> _Kutipan sumber_
----------------
Antri lift lagi, karena hanya ada satu lift. Tak lama, mungkin sekitar lima enam menit. Tujuannya? Hanya ikut-ikutan orang. Ternyata lift tersebut membawa saya ke Glass Floor. Glass Floor, sesuai namanya, ya lantai yang terbuat dari kaca. Jadi selama berdiri di atas lantai tersebut, kita bisa melihat pemandangan di bawah sana. Banyak pengunjung hanya berlutut di pinggir Glass Floor dan melongok ke bawah. Banyak juga yang mencoba jalan diatasnya dan minta difoto oleh koleganya. Seorang anak perempuan kecil dengan santai berjalan menyusuri lantai tersebut. Saya, setelah berusaha sedikit mencari celah untuk berjalan diatasnya, merekam pemandangan dari tempat tersebut. Tak sampai sepuluh menit disana, tetap berharap sesuatu yang ‘memacu adrenalin’, saya chao.

Sambil berjalan menuju lift untuk turun, saya melihat tiket yang saya pegang. Tersisa Himalamazon dan Legends of Flight.
Lift membawa kami turun ke toko yang menjual souvenir tempat tersebut. Banyak barang, seperti bendera, tas, mug, gantungan kunci, kaos, topi, dan lain-lain. Sempat menyentuh benda-benda seperti mug, botol minuman, dan benda-benda kecil lain yang tertera gambar bendera Kanada dan atau CN Tower. Saya bolak balik dan menemukan kesamannya dari benda-benda tersebut: Made in China.

Saya bertanya pada guide yang saya temui di lift pertama tentang Himalamazon. Dia katakan, silahkan lihat-lihat souvenir dulu. Saya berlalu dan mencari sendiri lokasinya.

Keluar dari toko souvenir, saya mendekati security dan menanyakan tentang lokasi Himalamazon. Sang bapak menujuk sebuah pintu di sebelahnya. Langsung saya masuki.
----------------
[Entri anotasi wilayah]
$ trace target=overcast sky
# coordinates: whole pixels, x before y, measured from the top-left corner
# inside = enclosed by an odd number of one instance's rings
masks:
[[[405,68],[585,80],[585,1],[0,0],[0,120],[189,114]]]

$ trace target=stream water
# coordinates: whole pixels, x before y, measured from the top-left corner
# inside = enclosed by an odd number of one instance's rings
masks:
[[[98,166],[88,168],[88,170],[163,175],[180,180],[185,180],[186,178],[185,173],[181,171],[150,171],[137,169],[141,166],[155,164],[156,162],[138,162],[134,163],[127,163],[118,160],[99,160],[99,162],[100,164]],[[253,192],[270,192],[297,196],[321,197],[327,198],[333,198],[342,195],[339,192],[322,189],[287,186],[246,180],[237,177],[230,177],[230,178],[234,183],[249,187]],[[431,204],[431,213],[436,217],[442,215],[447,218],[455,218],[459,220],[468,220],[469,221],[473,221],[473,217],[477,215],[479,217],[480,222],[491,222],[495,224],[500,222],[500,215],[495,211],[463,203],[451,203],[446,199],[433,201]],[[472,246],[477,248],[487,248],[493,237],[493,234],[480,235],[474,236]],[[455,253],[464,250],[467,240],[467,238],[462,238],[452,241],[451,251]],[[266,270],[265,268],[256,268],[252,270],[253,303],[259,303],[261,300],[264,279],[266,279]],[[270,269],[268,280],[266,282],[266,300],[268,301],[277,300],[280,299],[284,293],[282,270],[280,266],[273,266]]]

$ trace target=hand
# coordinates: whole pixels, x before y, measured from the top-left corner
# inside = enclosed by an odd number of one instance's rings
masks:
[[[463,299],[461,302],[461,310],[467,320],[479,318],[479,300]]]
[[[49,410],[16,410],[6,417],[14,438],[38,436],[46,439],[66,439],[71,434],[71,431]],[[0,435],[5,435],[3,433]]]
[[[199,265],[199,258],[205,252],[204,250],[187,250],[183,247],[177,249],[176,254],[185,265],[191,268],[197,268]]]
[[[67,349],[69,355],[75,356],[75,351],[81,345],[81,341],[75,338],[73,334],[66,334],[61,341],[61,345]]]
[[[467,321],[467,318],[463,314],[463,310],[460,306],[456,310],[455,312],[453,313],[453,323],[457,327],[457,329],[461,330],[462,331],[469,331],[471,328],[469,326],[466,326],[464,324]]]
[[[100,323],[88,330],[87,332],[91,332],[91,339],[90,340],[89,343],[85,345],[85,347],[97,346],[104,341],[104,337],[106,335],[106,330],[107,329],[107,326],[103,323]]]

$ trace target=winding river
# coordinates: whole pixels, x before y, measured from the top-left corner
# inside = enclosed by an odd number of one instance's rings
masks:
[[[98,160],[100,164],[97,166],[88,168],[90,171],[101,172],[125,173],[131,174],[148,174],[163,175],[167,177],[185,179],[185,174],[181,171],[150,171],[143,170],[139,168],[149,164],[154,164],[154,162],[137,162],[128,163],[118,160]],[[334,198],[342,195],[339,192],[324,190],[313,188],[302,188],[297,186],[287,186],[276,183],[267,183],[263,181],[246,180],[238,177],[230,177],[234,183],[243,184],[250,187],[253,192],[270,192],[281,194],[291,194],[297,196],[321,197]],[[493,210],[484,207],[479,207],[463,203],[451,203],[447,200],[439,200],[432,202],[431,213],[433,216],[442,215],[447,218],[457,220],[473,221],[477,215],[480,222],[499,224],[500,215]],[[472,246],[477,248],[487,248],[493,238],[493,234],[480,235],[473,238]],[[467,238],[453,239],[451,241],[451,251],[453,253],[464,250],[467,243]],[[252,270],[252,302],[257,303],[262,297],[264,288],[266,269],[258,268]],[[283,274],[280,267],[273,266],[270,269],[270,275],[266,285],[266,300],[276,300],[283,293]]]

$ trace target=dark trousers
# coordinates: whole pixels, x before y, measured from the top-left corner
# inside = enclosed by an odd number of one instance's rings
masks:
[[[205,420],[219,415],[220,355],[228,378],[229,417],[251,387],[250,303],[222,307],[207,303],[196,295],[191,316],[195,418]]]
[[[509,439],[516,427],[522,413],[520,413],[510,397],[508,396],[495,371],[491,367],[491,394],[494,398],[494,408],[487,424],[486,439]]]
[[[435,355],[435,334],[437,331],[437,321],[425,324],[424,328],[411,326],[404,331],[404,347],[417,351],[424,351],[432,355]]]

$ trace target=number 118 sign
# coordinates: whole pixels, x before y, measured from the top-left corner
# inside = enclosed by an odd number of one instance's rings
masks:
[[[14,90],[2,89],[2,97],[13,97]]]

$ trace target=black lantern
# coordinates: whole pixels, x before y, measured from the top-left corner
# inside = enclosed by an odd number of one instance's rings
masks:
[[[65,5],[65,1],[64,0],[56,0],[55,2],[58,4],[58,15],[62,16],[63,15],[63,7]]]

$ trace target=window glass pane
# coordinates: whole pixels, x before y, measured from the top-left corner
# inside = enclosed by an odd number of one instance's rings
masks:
----------------
> _Tugas yang diberikan 1_
Menurut kutipan tentang kunjungan ke CN Tower, kesamaan apa yang ditemukan penulis pada barang-barang di toko suvenir?
> _Tugas yang diberikan 2_
Teruskan kutipan tentang kunjungan ke CN Tower mulai setelah kalimat terakhirnya.

> _Jawaban tugas 1_
Barang-barang itu sama-sama Made in China.

> _Jawaban tugas 2_
Ruangan tersebut seperti bioskop mini. Hanya ada beberapa bangku panjang dan layar kecil. Tak lama film diputar, dibuka oleh seorang professor animasi yang bercerita intinya tentang alam. Kurang lebih 10 menit, lalu pengunjung pindah ke ruang sebelah. Disana pengunjung diajak merasakan menjadi sebongkah kayu yang dipotong lalu dihanyutkan di sungai yang banyak buayanya. Seperti de javu. Pernah mengalami hal yang sama sebelumnya. Mungkin di Dufan beberapa tahun yang lalu. Tapi yang ini, benar-benar kena semprot air, walau sedikit, ketika sang kayu terkena kecipak air dari buaya ketika hanyut di sungai. Kebetulan saya duduk di paling depan dan paling ujung. Bukan keinginan saya duduk disana, tapi karena saya paling akhir masuk, itu satu-satunya posisi yang kosong.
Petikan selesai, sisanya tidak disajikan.